GIVEN INFORMATION:
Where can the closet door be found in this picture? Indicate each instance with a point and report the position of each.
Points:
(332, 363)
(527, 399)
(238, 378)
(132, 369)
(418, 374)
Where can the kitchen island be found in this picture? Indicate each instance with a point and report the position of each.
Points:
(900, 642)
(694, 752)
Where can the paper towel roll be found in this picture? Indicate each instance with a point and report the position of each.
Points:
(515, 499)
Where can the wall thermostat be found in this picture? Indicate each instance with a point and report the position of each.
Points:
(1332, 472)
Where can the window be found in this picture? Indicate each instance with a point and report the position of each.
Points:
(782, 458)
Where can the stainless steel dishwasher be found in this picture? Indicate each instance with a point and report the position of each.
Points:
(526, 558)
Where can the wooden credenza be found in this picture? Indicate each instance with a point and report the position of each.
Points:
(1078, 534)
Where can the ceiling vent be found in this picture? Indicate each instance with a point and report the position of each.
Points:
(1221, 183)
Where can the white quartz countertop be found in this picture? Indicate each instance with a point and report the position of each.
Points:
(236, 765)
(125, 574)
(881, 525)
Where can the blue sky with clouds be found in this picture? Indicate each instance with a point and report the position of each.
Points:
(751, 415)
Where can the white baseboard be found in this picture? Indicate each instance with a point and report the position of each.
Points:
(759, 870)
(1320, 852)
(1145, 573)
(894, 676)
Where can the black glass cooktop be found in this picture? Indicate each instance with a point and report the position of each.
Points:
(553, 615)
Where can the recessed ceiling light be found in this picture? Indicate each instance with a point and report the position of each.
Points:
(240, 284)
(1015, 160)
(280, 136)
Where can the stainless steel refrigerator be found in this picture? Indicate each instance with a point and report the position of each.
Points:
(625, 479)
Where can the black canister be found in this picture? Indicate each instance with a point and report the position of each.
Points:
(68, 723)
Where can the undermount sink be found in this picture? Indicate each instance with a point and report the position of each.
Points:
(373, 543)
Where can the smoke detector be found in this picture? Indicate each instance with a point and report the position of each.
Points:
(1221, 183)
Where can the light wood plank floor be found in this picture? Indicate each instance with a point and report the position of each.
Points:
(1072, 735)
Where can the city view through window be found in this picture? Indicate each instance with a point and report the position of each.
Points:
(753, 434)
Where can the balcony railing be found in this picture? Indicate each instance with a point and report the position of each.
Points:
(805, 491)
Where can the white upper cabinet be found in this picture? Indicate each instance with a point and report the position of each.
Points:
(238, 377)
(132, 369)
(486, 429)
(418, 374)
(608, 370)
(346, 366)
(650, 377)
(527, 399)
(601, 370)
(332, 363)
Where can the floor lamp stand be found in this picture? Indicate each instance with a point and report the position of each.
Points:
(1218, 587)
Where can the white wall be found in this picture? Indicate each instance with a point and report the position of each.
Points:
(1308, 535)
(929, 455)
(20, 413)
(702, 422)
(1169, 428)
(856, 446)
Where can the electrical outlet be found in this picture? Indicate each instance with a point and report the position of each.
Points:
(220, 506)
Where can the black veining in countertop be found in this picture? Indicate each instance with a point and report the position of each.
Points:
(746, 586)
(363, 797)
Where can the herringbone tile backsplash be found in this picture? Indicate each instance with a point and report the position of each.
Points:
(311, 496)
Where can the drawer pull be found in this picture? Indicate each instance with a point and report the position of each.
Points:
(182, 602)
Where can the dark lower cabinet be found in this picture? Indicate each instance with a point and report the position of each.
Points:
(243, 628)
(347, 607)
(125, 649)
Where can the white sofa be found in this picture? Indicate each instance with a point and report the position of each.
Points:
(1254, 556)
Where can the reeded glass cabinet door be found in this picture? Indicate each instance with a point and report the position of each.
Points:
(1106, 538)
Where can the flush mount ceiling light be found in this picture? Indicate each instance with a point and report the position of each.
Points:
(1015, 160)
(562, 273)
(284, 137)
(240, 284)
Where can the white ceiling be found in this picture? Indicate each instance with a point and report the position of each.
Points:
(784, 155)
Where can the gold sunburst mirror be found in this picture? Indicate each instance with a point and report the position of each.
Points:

YOUR TASK:
Write out every record above line for line, with no change to wording, punctuation, or order.

SOLUTION:
Where can the closet door be found in this picture? Indicate each instance with a point and report the position of each.
Points:
(332, 363)
(527, 399)
(238, 378)
(132, 369)
(418, 374)
Where can the kitchen island be found in this picture? Indicate each instance with a point and report the position of each.
Points:
(900, 642)
(694, 752)
Where can the paper towel roll be found in this picture? Indicate each instance with a point and report the position of each.
Points:
(515, 499)
Where can the wall thermostat be found in this picture? Indicate each instance with a point and report the position of each.
Points:
(1332, 472)
Where can the window be found in this picture? Indicate each instance with a point and report the position of each.
Points:
(782, 458)
Where can the stainless steel dishwasher be found in this picture? Indicate each instance with a point and report the position of each.
Points:
(526, 558)
Where can the wooden credenza be found in this picture? Indicate each instance with a point and report the position of each.
Points:
(1078, 534)
Where can the ceiling vent be found in this picture? Indicate each instance with a point and report the position of each.
Points:
(1221, 183)
Where can the white quartz countertop be found in this picture? Indicate each instance with a point and report the position of each.
Points:
(236, 765)
(125, 574)
(881, 525)
Where can the blue sky with clouds be found in this picture? Indicate each instance with a point and report the position of each.
Points:
(751, 415)
Where can the white baseboard be found in this picture? Indicate each instance with a point and report the position of each.
Points:
(759, 870)
(1320, 852)
(1145, 573)
(894, 676)
Where can the black glass cooktop be found in this picture? Indicate each instance with a point and report the position of each.
Points:
(553, 615)
Where can the recessed ceiling light be found in this picture? Indicate each instance with a point and report the position of each.
Points:
(240, 284)
(1015, 160)
(280, 136)
Where can the stainless steel refrigerator be found in this picture? Indicate each instance with a point and report the position of each.
Points:
(625, 479)
Where can the black canister be found in this picture? Indicate each instance with a point and report the position of each.
Points:
(68, 723)
Where can the undermount sink be found in this picture? Indicate each instance with a point and report the position of each.
Points:
(373, 543)
Where can the smoke detector be found in this picture? Indicate each instance with a point and report the position of each.
Points:
(1221, 183)
Where can the light wood plank floor be found in this picture? Indicate each instance with a point and report the position of each.
Points:
(1072, 735)
Where can the city view through window be found in this picture? Indicate each instance with a point and report the position of each.
Points:
(753, 434)
Where can the balcony railing be found in this picture? Indicate each instance with a point and report the position of each.
Points:
(805, 491)
Where can the white upper cabinet be found in this picture? Indicate each instance with a point and report the position of each.
Points:
(238, 377)
(132, 369)
(486, 429)
(418, 374)
(608, 370)
(346, 366)
(650, 377)
(527, 399)
(601, 370)
(332, 363)
Where can the floor lamp stand be found in this picture? Indicate each instance with a point and report the position of each.
Points:
(1218, 587)
Where can the white wall be found in this picture? Indicate each instance with a point and report the position of each.
Points:
(1308, 535)
(929, 455)
(20, 413)
(702, 422)
(1169, 428)
(856, 446)
Where can the electrical outlet be found in this picture? Indicate each instance with a point and report the position of each.
Points:
(220, 506)
Where can the black veining in countertop be found in this picture? Indicate each instance with a point and report the position of each.
Points:
(746, 586)
(363, 797)
Where can the herringbone tile backsplash be found in this picture? Indicate each instance with a point and report the position of each.
Points:
(311, 496)
Where can the drawer pull be found in this picture? Indicate each instance with a point and report the position of each.
Points:
(182, 602)
Where can the dark lower cabinet be found in this picture? Indicate each instance with a point and report the position of each.
Points:
(243, 628)
(347, 607)
(125, 649)
Where can the white sofa be found in this picture? Indicate each instance with a point and report the position of each.
Points:
(1254, 556)
Where can the reeded glass cabinet door be found in this picture? Indicate each instance with a point and report the position of each.
Points:
(1106, 538)
Where can the flush mount ceiling light be found in this picture? Indicate each instance with a point and report the position of each.
Points:
(1015, 160)
(562, 273)
(284, 137)
(240, 284)
Where can the white ceiling be found in this picture? Indicate each instance with a point and report the position of each.
Points:
(784, 155)
Where can the gold sunburst mirror be found in this picture? Indicate each instance with a point and report the position of each.
Points:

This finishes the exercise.